● **Activity**: Write all of the entries again. Keep them exactly as they are.

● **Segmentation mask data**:

*****

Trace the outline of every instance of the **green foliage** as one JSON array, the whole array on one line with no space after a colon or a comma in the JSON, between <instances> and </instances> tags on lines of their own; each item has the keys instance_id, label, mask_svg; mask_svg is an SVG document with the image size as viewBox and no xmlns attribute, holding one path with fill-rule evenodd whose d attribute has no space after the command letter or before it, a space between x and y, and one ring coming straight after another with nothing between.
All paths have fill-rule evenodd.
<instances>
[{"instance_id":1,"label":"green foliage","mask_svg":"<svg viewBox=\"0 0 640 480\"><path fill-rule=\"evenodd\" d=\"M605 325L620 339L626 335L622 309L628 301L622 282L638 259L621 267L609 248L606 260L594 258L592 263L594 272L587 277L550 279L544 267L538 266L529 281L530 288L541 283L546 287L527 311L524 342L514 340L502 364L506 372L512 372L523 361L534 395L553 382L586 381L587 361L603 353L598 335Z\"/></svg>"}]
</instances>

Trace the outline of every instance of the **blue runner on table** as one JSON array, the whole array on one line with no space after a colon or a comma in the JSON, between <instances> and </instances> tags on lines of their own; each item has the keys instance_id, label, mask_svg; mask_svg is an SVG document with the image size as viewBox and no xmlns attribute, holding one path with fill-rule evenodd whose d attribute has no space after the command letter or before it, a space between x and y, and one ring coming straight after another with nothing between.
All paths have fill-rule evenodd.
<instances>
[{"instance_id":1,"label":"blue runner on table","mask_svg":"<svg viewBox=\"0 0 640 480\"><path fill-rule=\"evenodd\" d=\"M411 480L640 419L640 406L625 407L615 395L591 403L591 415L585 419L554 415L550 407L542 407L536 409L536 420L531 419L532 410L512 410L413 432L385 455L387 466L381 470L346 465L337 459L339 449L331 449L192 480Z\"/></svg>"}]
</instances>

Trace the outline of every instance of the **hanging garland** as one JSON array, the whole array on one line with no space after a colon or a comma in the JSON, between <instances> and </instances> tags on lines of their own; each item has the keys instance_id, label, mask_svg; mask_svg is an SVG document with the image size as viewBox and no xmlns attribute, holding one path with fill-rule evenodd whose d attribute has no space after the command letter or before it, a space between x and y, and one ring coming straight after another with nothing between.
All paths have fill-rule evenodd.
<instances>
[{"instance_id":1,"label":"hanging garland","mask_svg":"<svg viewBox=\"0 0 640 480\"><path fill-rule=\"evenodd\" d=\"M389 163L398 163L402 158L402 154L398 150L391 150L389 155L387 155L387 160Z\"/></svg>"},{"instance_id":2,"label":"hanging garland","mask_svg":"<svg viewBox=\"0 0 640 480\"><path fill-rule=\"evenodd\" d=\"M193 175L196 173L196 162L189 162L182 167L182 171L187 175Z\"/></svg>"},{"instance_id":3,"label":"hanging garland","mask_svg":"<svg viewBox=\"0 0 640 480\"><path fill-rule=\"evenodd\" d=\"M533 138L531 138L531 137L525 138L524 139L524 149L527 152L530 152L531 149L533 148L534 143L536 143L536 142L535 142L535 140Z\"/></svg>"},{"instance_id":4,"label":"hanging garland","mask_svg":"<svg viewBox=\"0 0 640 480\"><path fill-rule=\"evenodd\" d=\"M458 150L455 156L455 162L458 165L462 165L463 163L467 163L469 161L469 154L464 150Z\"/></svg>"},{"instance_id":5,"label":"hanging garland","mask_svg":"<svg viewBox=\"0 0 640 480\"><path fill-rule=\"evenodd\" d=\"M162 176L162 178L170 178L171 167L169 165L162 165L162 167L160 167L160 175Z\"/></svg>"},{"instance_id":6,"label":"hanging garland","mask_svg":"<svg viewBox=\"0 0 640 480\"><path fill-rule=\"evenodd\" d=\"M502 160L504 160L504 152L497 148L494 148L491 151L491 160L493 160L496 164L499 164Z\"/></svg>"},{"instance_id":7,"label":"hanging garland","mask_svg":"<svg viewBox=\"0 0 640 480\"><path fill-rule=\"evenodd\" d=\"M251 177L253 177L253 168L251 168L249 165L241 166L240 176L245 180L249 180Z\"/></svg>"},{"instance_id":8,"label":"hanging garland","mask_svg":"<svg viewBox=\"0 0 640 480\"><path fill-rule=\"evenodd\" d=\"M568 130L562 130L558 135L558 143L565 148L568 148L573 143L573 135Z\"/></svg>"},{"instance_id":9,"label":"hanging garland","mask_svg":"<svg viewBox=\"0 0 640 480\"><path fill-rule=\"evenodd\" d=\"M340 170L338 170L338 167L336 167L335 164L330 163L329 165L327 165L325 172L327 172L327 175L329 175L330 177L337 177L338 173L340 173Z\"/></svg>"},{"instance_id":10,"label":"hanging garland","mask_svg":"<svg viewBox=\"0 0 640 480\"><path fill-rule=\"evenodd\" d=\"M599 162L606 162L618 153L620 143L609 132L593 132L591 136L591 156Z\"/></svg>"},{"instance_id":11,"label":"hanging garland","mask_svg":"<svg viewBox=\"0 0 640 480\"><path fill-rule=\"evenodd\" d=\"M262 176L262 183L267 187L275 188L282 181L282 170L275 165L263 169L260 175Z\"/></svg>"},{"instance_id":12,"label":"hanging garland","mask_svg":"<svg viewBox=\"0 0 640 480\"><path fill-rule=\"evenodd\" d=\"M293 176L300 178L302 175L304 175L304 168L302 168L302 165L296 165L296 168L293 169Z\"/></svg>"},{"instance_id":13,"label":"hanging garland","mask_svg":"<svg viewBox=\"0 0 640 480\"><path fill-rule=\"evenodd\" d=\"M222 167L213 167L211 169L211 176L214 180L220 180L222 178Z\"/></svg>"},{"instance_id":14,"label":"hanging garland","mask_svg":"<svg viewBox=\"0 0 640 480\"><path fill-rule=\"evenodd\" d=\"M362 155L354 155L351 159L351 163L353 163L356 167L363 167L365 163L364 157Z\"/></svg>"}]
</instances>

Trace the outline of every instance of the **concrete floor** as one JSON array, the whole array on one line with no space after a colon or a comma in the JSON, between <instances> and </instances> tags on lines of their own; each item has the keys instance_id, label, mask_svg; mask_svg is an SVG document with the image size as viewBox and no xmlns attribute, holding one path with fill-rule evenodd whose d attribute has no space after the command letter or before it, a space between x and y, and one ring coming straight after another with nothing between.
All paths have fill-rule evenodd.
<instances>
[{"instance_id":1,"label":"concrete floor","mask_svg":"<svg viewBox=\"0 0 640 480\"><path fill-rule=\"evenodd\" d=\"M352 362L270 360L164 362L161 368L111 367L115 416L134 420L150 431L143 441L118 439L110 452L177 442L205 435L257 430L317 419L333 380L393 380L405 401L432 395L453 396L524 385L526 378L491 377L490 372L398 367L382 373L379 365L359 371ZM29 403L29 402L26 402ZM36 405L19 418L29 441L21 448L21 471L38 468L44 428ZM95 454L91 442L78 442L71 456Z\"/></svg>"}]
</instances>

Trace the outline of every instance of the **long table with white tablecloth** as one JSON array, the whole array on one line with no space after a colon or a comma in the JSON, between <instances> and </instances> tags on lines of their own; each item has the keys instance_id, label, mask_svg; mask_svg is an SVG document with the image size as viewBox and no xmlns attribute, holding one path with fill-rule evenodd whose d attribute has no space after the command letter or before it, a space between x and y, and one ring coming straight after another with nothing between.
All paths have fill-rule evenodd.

*****

● **Exercise output**:
Trace the outline of every instance of the **green foliage** as one JSON array, the whole array on one line with no space after a colon or a comma in the JSON, between <instances> and </instances> tags on lines of their own; each item has the keys instance_id, label, mask_svg; mask_svg is an SVG document with the image size as viewBox and no xmlns attribute, holding one path with fill-rule evenodd whose d attribute has no space after the command letter or before it, a space between x and y, and one ring coming straight after another with nothing between.
All paths have fill-rule evenodd.
<instances>
[{"instance_id":1,"label":"green foliage","mask_svg":"<svg viewBox=\"0 0 640 480\"><path fill-rule=\"evenodd\" d=\"M605 325L620 339L626 335L622 309L628 301L622 282L638 259L621 267L609 248L606 260L594 258L592 263L594 272L587 277L550 279L544 267L538 266L529 281L530 288L541 283L546 287L527 311L524 342L514 340L502 364L506 372L512 372L523 361L534 395L553 382L586 381L587 361L603 353L598 335Z\"/></svg>"}]
</instances>

Trace the outline of every instance of the **blue runner on table** as one JSON array, the whole array on one line with no space after a colon or a comma in the JSON, between <instances> and </instances> tags on lines of their own; each item has the keys instance_id, label, mask_svg; mask_svg is an SVG document with the image size as viewBox and no xmlns attribute, holding one path with fill-rule evenodd whose d attribute has no space after the command letter or before it, a space between x and y, and one ring coming straight after another with nothing between.
All paths have fill-rule evenodd.
<instances>
[{"instance_id":1,"label":"blue runner on table","mask_svg":"<svg viewBox=\"0 0 640 480\"><path fill-rule=\"evenodd\" d=\"M411 480L640 419L640 406L625 407L615 395L591 403L591 415L585 419L554 415L550 407L542 407L536 409L536 420L531 419L532 410L512 410L413 432L385 455L387 466L381 470L346 465L337 459L339 449L331 449L192 480Z\"/></svg>"}]
</instances>

Trace the outline of every instance of the **hanging garland** as one JSON array, the whole array on one line with no space after a colon or a comma in the JSON, between <instances> and </instances> tags on lines of their own; each item has the keys instance_id, label, mask_svg; mask_svg is an SVG document with the image size as viewBox and no xmlns attribute, holding one path with fill-rule evenodd whose d attribute has no space after the command letter or before it, a space between x and y, and one ring coming straight after another with nothing between.
All paths have fill-rule evenodd.
<instances>
[{"instance_id":1,"label":"hanging garland","mask_svg":"<svg viewBox=\"0 0 640 480\"><path fill-rule=\"evenodd\" d=\"M389 163L398 163L402 158L402 154L398 150L391 150L389 155L387 155L387 160Z\"/></svg>"},{"instance_id":2,"label":"hanging garland","mask_svg":"<svg viewBox=\"0 0 640 480\"><path fill-rule=\"evenodd\" d=\"M193 175L196 173L196 162L189 162L182 167L182 171L187 175Z\"/></svg>"},{"instance_id":3,"label":"hanging garland","mask_svg":"<svg viewBox=\"0 0 640 480\"><path fill-rule=\"evenodd\" d=\"M533 138L531 138L531 137L525 138L524 139L524 149L527 152L530 152L531 149L533 148L534 143L536 143L536 142L535 142L535 140Z\"/></svg>"},{"instance_id":4,"label":"hanging garland","mask_svg":"<svg viewBox=\"0 0 640 480\"><path fill-rule=\"evenodd\" d=\"M458 150L455 156L455 162L458 165L462 165L463 163L467 163L469 161L469 154L464 150Z\"/></svg>"},{"instance_id":5,"label":"hanging garland","mask_svg":"<svg viewBox=\"0 0 640 480\"><path fill-rule=\"evenodd\" d=\"M162 176L162 178L170 178L171 167L169 165L162 165L162 167L160 167L160 175Z\"/></svg>"},{"instance_id":6,"label":"hanging garland","mask_svg":"<svg viewBox=\"0 0 640 480\"><path fill-rule=\"evenodd\" d=\"M502 160L504 160L504 152L497 148L494 148L491 151L491 160L493 160L496 164L499 164Z\"/></svg>"},{"instance_id":7,"label":"hanging garland","mask_svg":"<svg viewBox=\"0 0 640 480\"><path fill-rule=\"evenodd\" d=\"M251 177L253 177L253 168L251 168L249 165L241 166L240 176L245 180L249 180Z\"/></svg>"},{"instance_id":8,"label":"hanging garland","mask_svg":"<svg viewBox=\"0 0 640 480\"><path fill-rule=\"evenodd\" d=\"M568 130L562 130L558 135L558 143L565 148L568 148L573 143L573 135Z\"/></svg>"},{"instance_id":9,"label":"hanging garland","mask_svg":"<svg viewBox=\"0 0 640 480\"><path fill-rule=\"evenodd\" d=\"M340 170L338 170L338 167L336 167L335 164L330 163L329 165L327 165L325 172L327 172L327 175L329 175L330 177L337 177L338 173L340 173Z\"/></svg>"},{"instance_id":10,"label":"hanging garland","mask_svg":"<svg viewBox=\"0 0 640 480\"><path fill-rule=\"evenodd\" d=\"M599 162L606 162L618 153L620 143L609 132L593 132L591 136L591 156Z\"/></svg>"},{"instance_id":11,"label":"hanging garland","mask_svg":"<svg viewBox=\"0 0 640 480\"><path fill-rule=\"evenodd\" d=\"M262 176L262 183L267 187L275 188L282 181L282 170L275 165L263 169L260 175Z\"/></svg>"},{"instance_id":12,"label":"hanging garland","mask_svg":"<svg viewBox=\"0 0 640 480\"><path fill-rule=\"evenodd\" d=\"M293 176L300 178L302 175L304 175L304 168L302 168L302 165L296 165L296 168L293 169Z\"/></svg>"},{"instance_id":13,"label":"hanging garland","mask_svg":"<svg viewBox=\"0 0 640 480\"><path fill-rule=\"evenodd\" d=\"M222 167L213 167L211 169L211 176L214 180L220 180L222 178Z\"/></svg>"},{"instance_id":14,"label":"hanging garland","mask_svg":"<svg viewBox=\"0 0 640 480\"><path fill-rule=\"evenodd\" d=\"M362 155L354 155L351 159L351 163L353 163L356 167L363 167L365 163L364 157Z\"/></svg>"}]
</instances>

Trace the outline of every instance of the **concrete floor** as one JSON array, the whole array on one line with no space after a colon or a comma in the JSON, between <instances> and </instances> tags on lines of their own; each item has the keys instance_id, label, mask_svg; mask_svg is an SVG document with the image size as viewBox and no xmlns attribute, holding one path with fill-rule evenodd whose d attribute has no space after the command letter or before it, a space between x and y, and one ring coming straight after another with nothing between.
All paths have fill-rule evenodd.
<instances>
[{"instance_id":1,"label":"concrete floor","mask_svg":"<svg viewBox=\"0 0 640 480\"><path fill-rule=\"evenodd\" d=\"M352 362L270 360L164 362L161 368L111 367L115 416L134 420L150 431L143 441L118 439L110 452L177 442L205 435L257 430L317 419L333 380L393 380L405 401L432 395L453 396L524 385L526 378L491 377L490 372L398 367L382 373L379 365L359 371ZM29 403L29 402L26 402ZM36 405L19 418L29 441L21 448L21 471L38 468L44 428ZM95 454L91 442L78 442L71 456Z\"/></svg>"}]
</instances>

Trace the outline of every instance of the **long table with white tablecloth** as one JSON array, the whole array on one line with no space after a colon or a comma in the JSON, between <instances> and </instances> tags on lines of their own; each item has the keys instance_id, label, mask_svg; mask_svg is an SVG document with the image size as viewBox and no xmlns attribute, holding one path with fill-rule evenodd whose d attribute has no space after the command letter or before it, a space between x and y, and one ring coming straight after another with nothing between.
All paths have fill-rule evenodd.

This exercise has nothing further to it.